● **RECORDS SHOWN**:
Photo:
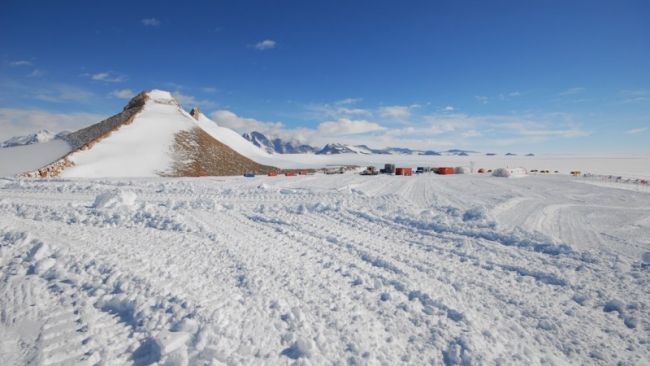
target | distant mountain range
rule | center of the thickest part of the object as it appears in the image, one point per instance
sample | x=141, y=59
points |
x=34, y=138
x=276, y=145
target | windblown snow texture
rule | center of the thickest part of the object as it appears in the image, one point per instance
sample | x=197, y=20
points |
x=454, y=270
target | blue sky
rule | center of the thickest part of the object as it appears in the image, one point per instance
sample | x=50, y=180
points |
x=540, y=76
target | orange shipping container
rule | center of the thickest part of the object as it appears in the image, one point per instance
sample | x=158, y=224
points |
x=445, y=170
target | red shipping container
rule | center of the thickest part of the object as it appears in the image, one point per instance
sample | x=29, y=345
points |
x=445, y=170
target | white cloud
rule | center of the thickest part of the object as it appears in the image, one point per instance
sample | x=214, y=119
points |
x=634, y=131
x=36, y=73
x=572, y=91
x=471, y=133
x=240, y=124
x=348, y=101
x=335, y=111
x=345, y=126
x=266, y=44
x=62, y=93
x=123, y=93
x=107, y=76
x=19, y=63
x=434, y=131
x=634, y=96
x=395, y=112
x=16, y=122
x=150, y=22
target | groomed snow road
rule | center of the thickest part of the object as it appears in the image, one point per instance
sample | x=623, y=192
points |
x=466, y=270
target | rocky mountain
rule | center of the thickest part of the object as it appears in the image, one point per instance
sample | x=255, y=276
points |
x=34, y=138
x=154, y=136
x=335, y=148
x=277, y=145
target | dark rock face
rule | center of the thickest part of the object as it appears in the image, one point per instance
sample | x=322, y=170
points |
x=195, y=112
x=197, y=154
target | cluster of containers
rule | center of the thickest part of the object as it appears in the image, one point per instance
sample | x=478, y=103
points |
x=273, y=173
x=405, y=171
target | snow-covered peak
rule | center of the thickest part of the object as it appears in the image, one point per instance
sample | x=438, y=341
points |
x=160, y=96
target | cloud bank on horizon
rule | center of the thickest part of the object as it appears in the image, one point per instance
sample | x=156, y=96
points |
x=508, y=80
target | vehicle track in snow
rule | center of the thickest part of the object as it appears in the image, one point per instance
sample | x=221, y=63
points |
x=327, y=269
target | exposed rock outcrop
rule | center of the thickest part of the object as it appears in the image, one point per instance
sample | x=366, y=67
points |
x=198, y=154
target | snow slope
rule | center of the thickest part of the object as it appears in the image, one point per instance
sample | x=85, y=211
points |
x=234, y=140
x=141, y=148
x=19, y=159
x=39, y=136
x=347, y=269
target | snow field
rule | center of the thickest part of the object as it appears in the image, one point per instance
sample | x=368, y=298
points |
x=323, y=270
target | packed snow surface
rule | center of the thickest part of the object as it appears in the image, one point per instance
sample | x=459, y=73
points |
x=319, y=269
x=142, y=148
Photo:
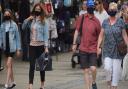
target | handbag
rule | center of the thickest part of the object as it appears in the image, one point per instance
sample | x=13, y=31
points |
x=78, y=40
x=121, y=47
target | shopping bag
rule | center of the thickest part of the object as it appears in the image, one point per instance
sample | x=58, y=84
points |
x=125, y=68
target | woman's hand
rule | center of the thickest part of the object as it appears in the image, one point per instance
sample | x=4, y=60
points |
x=18, y=53
x=98, y=51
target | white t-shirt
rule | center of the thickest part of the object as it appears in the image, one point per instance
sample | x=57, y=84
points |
x=82, y=12
x=101, y=16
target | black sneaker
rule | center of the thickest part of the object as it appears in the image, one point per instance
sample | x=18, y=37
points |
x=94, y=86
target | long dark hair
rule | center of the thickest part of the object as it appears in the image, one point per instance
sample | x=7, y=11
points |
x=42, y=12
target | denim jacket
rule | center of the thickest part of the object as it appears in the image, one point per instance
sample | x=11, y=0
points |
x=42, y=30
x=14, y=36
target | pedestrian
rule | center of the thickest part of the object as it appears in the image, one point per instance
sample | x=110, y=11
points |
x=100, y=12
x=113, y=31
x=10, y=38
x=38, y=40
x=125, y=15
x=1, y=67
x=83, y=8
x=88, y=46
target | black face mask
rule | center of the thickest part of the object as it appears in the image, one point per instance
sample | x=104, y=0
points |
x=112, y=13
x=37, y=13
x=7, y=18
x=90, y=10
x=126, y=26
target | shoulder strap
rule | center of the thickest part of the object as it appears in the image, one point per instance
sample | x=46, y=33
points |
x=81, y=25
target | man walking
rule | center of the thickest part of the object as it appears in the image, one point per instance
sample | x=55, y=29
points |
x=88, y=46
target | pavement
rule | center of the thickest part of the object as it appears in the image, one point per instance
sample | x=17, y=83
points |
x=61, y=77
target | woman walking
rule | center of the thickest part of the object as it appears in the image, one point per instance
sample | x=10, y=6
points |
x=11, y=43
x=113, y=31
x=38, y=40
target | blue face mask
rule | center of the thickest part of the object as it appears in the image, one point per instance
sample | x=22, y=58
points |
x=90, y=10
x=126, y=26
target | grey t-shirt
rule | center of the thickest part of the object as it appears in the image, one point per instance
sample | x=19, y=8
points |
x=112, y=36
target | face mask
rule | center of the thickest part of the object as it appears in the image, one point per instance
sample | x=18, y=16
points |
x=37, y=13
x=112, y=13
x=126, y=26
x=90, y=10
x=7, y=17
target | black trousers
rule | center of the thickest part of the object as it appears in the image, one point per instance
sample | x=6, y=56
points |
x=34, y=53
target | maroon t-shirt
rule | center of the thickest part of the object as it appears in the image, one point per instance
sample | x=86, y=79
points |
x=90, y=33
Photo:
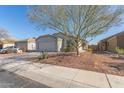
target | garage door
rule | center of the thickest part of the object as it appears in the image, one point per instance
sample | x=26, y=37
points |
x=49, y=46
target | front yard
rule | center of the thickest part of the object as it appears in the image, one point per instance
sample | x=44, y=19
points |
x=105, y=63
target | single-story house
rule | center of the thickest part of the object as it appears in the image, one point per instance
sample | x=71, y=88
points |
x=27, y=44
x=110, y=43
x=49, y=43
x=6, y=43
x=53, y=43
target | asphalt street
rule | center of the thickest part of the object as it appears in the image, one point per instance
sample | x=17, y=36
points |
x=11, y=80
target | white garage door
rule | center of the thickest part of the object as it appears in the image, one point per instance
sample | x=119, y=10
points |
x=49, y=46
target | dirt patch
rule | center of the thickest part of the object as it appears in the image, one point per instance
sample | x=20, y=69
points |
x=93, y=62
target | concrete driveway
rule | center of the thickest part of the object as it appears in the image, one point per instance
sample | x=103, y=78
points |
x=58, y=76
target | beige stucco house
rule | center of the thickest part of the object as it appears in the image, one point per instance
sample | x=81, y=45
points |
x=53, y=43
x=49, y=43
x=6, y=43
x=27, y=44
x=110, y=43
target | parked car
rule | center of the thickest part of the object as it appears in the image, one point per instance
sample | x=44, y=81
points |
x=10, y=50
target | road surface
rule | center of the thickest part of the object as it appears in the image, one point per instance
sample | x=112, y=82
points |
x=10, y=80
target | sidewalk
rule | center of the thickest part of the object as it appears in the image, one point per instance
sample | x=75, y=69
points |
x=58, y=76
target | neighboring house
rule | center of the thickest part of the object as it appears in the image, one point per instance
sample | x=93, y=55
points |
x=110, y=43
x=6, y=43
x=27, y=44
x=53, y=43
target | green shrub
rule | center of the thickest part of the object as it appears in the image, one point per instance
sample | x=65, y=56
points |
x=119, y=51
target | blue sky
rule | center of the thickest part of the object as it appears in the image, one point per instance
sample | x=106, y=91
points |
x=15, y=20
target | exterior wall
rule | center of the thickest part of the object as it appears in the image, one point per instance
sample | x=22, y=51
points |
x=22, y=45
x=120, y=41
x=93, y=47
x=62, y=36
x=48, y=43
x=112, y=44
x=31, y=44
x=64, y=41
x=7, y=45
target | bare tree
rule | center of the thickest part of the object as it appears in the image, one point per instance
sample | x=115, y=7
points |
x=4, y=34
x=81, y=22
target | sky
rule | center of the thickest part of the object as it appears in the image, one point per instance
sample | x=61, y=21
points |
x=15, y=20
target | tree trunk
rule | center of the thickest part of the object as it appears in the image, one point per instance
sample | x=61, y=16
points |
x=77, y=51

● **WHAT IS NEEDED**: Return word for word the lines above from the line with "sample | x=4, y=60" to the line with "sample | x=22, y=58", including both and leaving out all others.

● **TASK OUTPUT**:
sample | x=4, y=60
points |
x=18, y=53
x=98, y=51
target | white t-shirt
rule | center of the thickest part of the object as it appears in the image, one point per instance
sample | x=57, y=84
points |
x=82, y=12
x=101, y=16
target | black sneaker
rule | center of the thickest part of the object as it appears in the image, one point per instance
sample | x=18, y=37
points |
x=94, y=86
target | long dark hair
rule | center of the thickest part of the object as it appears in the image, one point per instance
sample | x=7, y=11
points |
x=42, y=12
target | denim jacket
rule | center of the thickest part of the object as it appears in the image, one point per instance
sample | x=11, y=0
points |
x=42, y=30
x=14, y=36
target | pedestrian
rule | center of the thickest part of the object as it appears in the image, one point per instance
sample | x=110, y=11
points |
x=100, y=12
x=113, y=31
x=10, y=38
x=38, y=40
x=125, y=15
x=1, y=67
x=83, y=8
x=88, y=46
target | black face mask
rule | center of the thickest part of the object as it appears in the image, one point per instance
sample | x=104, y=0
points |
x=112, y=13
x=37, y=13
x=7, y=18
x=90, y=10
x=126, y=26
target | shoulder strap
rule | center of the thickest part of the object as it appears in the image, one point per instance
sample | x=46, y=33
points |
x=81, y=25
target | man walking
rule | center of the thickest part of the object as it appears in the image, one point per instance
sample | x=55, y=29
points |
x=88, y=46
target | pavement
rule | center of the thickest part of the object as it appears in the image, one point per instance
sample | x=17, y=83
points |
x=61, y=77
target | woman walking
rule | center of the thickest part of the object as it appears in the image, one point per instance
sample | x=10, y=6
points |
x=11, y=43
x=113, y=31
x=38, y=40
target | blue face mask
rule | center of the thickest part of the object as it appears in the image, one point per instance
sample | x=22, y=58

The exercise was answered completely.